Selected extract:
# [EOM] Summon Swarm and Insect Plague



## Dave Blewer (Jan 9, 2003)

Any ideas on how to cast these spells using Elements of Magic?

My initial thought was Evoke Area Biomatter, but this doesn't really have the same effect - Although you could summon a swarm of biting and stinging insects who then dissipate I suppose...


----------



## G.A. Donis (Jan 9, 2003)

Maybe there should be a Summon [Creature] spell list.  I didn't see one in the EoM book.  The [Creature] type might need to be vermin for a swarm of insects?  Or do insects have their own type?  I can't remember.  I suppose an Evoke Area [Biomatter] would work but I thought it was designed more as a magic missile, fireball, Aganazaar's Scorcher type of direct damage spell list.

Dataset:
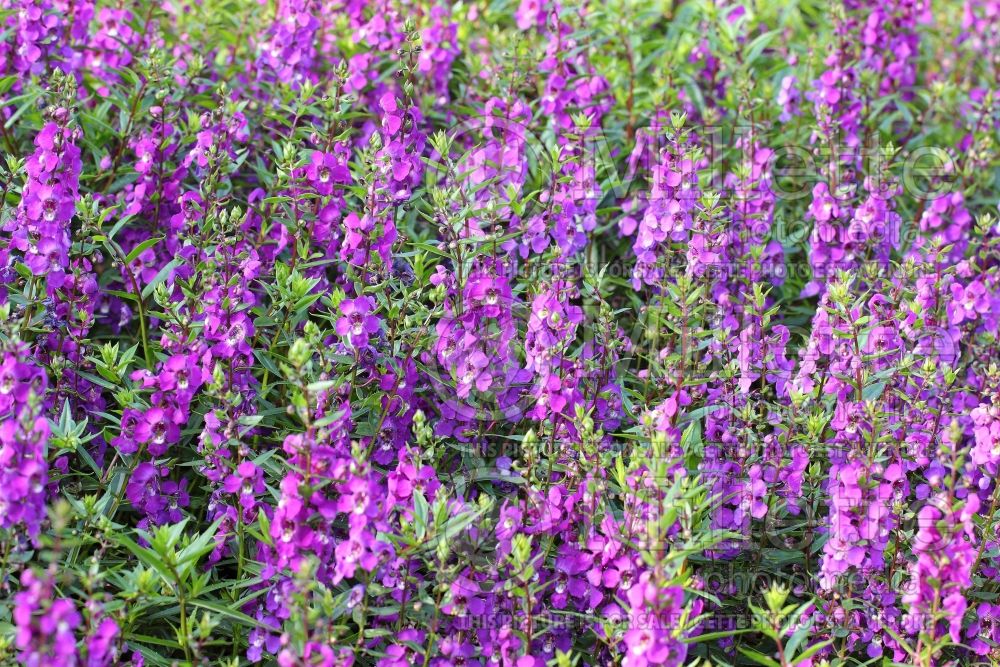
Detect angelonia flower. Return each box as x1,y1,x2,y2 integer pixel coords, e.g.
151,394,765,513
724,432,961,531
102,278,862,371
0,0,1000,667
0,343,50,540
4,115,81,293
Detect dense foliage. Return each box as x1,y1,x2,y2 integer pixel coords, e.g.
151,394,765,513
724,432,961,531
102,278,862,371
0,0,1000,667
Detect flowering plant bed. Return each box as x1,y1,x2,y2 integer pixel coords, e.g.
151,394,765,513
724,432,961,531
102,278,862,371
0,0,1000,667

Work to complete:
a. In the forum thread about casting Summon Swarm and Insect Plague, which spell did Dave Blewer first consider?
b. Please carry on the forum thread about Summon Swarm and Insect Plague past the point where it currently stops.

Task-by-task outputs:
a. Evoke Area Biomatter

b.
If you used Evoke Area [Biomatter] to summon a swarm of critters, then couldn't Evoke [Biomatter] be used to summon a single critter?  How would you decided how many, how big and various other things that would come up at the various levels of the spell(s).  How would an Evoke Area [Biomatter] them level compare to a 2nd level?  Just a difference in duration or would there be a damage difference.  Could the higher level spell summon a swarm that had the potential to poison or have critters with other special attacks?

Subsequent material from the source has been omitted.